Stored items
+++
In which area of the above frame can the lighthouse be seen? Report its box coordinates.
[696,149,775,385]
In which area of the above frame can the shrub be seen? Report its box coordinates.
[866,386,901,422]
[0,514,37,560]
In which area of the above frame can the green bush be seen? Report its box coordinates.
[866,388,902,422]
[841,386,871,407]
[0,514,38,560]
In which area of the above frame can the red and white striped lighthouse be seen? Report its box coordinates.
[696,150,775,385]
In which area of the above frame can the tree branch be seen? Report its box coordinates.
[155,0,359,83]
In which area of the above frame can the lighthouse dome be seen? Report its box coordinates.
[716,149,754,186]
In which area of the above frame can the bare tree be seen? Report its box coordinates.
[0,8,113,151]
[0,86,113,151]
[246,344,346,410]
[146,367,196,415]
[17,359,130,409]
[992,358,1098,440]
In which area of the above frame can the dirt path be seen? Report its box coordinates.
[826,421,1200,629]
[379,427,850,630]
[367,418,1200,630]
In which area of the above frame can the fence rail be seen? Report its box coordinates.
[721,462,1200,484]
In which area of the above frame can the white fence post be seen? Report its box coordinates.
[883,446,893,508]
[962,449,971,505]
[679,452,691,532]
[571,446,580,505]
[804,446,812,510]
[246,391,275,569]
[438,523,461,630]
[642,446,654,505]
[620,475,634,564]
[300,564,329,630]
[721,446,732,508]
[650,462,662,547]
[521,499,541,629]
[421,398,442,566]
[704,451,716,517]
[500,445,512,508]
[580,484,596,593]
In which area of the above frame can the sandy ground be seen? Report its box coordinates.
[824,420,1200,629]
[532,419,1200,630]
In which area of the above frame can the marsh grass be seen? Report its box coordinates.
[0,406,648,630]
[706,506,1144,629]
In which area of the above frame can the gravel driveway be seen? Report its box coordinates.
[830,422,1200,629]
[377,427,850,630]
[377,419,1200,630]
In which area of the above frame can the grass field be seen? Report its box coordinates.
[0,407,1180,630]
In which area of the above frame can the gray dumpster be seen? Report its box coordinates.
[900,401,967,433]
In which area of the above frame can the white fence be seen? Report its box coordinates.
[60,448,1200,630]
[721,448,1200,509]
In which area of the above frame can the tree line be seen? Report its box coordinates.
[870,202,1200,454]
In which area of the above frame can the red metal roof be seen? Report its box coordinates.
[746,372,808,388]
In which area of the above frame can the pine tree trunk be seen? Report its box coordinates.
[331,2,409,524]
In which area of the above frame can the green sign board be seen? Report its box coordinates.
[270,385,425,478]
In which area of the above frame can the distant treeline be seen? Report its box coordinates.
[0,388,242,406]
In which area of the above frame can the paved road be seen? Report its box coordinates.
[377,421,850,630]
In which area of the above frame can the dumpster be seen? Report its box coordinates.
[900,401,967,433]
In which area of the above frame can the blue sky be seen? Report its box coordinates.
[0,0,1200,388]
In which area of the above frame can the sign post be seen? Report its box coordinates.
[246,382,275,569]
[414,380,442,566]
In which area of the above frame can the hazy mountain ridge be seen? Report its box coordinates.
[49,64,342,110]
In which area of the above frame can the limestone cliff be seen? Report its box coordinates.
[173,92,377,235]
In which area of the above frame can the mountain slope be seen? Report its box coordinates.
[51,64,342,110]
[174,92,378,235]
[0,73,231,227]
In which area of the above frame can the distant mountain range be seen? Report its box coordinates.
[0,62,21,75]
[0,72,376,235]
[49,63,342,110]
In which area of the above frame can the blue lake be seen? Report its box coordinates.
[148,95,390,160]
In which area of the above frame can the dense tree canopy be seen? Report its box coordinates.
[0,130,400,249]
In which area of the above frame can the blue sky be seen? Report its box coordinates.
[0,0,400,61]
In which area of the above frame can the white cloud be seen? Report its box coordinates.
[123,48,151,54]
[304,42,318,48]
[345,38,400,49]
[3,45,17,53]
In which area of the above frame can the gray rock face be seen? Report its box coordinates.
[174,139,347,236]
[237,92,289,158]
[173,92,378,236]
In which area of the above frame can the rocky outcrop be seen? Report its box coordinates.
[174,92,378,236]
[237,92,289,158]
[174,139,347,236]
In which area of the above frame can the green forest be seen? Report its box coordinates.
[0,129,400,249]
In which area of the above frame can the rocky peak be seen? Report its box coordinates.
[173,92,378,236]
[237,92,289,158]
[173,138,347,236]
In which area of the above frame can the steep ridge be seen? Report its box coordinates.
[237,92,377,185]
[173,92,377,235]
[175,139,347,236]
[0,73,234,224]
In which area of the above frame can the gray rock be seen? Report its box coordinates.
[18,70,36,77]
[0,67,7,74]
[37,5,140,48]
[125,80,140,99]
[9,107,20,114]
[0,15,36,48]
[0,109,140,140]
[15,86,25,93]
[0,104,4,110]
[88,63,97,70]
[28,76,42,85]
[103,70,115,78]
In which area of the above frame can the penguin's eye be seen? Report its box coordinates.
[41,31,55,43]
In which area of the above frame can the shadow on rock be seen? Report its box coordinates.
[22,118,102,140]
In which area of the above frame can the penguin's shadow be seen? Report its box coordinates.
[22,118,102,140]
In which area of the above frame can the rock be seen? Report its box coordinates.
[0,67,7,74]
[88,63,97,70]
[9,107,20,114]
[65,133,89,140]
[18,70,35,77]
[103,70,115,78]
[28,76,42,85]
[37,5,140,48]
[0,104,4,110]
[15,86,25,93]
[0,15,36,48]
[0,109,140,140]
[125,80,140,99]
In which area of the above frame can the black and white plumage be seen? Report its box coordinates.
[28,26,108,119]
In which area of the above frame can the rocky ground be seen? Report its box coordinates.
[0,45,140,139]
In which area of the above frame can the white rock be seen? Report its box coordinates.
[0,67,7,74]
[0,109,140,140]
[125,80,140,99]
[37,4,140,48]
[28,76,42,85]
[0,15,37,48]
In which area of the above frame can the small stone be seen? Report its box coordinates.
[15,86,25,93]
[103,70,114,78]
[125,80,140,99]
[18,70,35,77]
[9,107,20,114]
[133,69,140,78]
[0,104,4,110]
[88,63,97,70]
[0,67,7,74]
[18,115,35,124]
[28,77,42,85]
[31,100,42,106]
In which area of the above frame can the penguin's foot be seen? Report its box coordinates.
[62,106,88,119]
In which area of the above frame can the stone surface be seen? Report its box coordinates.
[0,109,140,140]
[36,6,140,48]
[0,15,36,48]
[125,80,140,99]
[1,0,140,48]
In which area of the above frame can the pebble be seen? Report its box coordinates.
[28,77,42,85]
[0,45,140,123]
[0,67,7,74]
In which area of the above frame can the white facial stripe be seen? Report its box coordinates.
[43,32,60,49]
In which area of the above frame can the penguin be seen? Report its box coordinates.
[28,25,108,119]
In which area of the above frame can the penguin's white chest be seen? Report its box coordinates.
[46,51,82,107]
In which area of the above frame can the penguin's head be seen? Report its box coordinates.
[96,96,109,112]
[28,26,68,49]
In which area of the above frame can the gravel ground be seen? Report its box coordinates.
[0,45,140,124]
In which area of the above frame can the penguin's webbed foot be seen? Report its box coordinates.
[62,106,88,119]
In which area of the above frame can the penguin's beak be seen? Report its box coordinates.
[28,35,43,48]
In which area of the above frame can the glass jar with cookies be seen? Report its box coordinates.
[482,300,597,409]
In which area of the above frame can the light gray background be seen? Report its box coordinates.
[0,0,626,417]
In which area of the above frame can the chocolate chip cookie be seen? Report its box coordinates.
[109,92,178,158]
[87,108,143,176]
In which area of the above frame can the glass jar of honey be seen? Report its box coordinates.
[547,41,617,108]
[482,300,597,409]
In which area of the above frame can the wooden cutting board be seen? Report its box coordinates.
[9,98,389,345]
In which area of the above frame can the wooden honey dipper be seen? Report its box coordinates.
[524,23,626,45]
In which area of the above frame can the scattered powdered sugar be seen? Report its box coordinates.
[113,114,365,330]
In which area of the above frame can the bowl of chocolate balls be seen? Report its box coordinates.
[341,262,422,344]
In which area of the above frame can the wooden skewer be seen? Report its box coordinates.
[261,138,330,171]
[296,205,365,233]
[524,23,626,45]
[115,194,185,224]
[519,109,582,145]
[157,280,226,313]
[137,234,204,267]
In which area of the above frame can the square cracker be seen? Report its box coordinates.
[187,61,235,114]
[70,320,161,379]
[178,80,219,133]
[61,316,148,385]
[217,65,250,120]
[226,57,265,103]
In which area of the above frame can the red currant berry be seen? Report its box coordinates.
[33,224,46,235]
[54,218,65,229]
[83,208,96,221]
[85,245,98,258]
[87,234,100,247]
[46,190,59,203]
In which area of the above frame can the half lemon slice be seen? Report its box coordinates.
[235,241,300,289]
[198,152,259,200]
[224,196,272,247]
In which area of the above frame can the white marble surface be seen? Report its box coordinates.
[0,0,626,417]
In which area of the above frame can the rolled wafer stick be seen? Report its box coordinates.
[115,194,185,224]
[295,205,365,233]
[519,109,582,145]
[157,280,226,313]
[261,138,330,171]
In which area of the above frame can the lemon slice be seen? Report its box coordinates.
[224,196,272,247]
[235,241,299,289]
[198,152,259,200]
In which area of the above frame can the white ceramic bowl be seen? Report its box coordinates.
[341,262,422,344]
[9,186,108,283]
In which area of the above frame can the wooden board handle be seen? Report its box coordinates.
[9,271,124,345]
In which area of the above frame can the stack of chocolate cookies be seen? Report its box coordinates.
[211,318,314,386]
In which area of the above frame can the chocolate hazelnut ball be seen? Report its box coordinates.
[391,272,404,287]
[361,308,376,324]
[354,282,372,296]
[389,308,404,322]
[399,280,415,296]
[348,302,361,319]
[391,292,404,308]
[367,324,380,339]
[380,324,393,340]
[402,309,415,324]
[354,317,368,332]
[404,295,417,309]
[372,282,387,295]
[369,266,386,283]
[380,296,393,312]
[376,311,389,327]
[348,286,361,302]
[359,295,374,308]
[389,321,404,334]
+++
Convert the material above, from the line containing "In which area of the above frame can the rocky outcrop" through the line containing "[0,129,400,249]", into a JSON list of strings with one string per line, skipping blank lines.

[
  "In which area of the above frame can the rocky outcrop be seen? Report its box coordinates.",
  "[174,92,378,236]",
  "[237,92,289,158]",
  "[174,139,347,236]",
  "In which area of the above frame can the green forest be seen? Report its box coordinates.",
  "[0,129,400,249]"
]